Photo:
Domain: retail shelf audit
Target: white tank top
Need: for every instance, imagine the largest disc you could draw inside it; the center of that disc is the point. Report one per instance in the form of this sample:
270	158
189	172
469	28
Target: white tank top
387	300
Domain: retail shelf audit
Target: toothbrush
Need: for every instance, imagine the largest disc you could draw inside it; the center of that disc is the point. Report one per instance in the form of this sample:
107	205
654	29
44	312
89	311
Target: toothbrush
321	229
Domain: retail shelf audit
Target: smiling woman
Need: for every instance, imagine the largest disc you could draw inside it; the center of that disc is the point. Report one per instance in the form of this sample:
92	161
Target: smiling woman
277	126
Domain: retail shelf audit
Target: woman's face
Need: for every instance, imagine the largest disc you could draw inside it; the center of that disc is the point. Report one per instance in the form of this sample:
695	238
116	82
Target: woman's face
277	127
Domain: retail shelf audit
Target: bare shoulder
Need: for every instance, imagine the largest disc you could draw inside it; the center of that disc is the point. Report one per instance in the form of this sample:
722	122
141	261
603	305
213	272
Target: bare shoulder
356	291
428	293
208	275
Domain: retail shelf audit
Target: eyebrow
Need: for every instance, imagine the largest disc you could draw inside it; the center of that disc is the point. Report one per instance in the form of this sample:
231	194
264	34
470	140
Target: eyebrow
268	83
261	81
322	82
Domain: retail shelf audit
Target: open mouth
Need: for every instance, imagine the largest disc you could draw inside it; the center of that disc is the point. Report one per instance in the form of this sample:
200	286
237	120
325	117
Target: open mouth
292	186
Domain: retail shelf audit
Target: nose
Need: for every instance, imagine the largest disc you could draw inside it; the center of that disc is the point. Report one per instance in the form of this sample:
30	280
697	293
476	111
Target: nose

== TASK TO CARRY OUT ==
Copy out every one of the records above, keeping each line exactly the same.

== SOLUTION TO THE PROBLEM ==
Photo:
Domain: retail shelf audit
Target: white tank top
Need: for every instance, imagine the largest disc you could draw inside it; the center of that disc is the point. Report one per instance in the form of this sample:
270	158
189	172
469	28
Target: white tank top
387	300
Domain: retail shelf audit
Target: toothbrush
Need: for every instance, imagine the largest disc you could draw inside it; the center of that disc is the point. Report one per instance in the form of this sample:
107	205
654	29
44	312
89	311
Target: toothbrush
321	229
Domain: retail shelf audit
Target: smiling woman
Need: for every instance, imagine the largest disc you could draw inside it; the center of that disc is the point. Report one per instance in the form of this sample:
92	161
Target: smiling woman
277	126
Domain: retail shelf audit
Target: woman's face
Need: for every instance, imagine the largest disc you could draw inside it; the center of that disc is the point. Report one per instance in the form of this sample:
695	238
116	82
Target: woman's face
277	127
Domain: retail shelf audit
Target: bare shoulder
Need: for every instance, imagine the largest disc you could draw inside it; the center of that disc is the point. Report one per instance in the form of this sample:
722	122
141	261
603	305
213	272
Target: bare shoulder
356	291
428	293
208	275
Domain: retail shelf audit
Target: eyebrow
Need: for every instance, imagine the largest disc you could draw inside it; the center of that disc is the point. Report one per instance in the form of this sample:
231	194
264	34
470	140
Target: eyebrow
268	83
261	81
322	82
Domain: retail shelf audit
Target: open mouth
Need: for every instance, imagine the largest disc you could draw inside it; the center of that disc is the point. Report one per instance in the form of this sample:
200	286
237	120
325	117
Target: open mouth
292	186
Domain: retail shelf audit
Target: nose
Need: for every instance, imagine the largest disc you could draw inside it; the center of that disc is the point. Report one per instance in the form of this sample:
30	280
697	293
476	111
Target: nose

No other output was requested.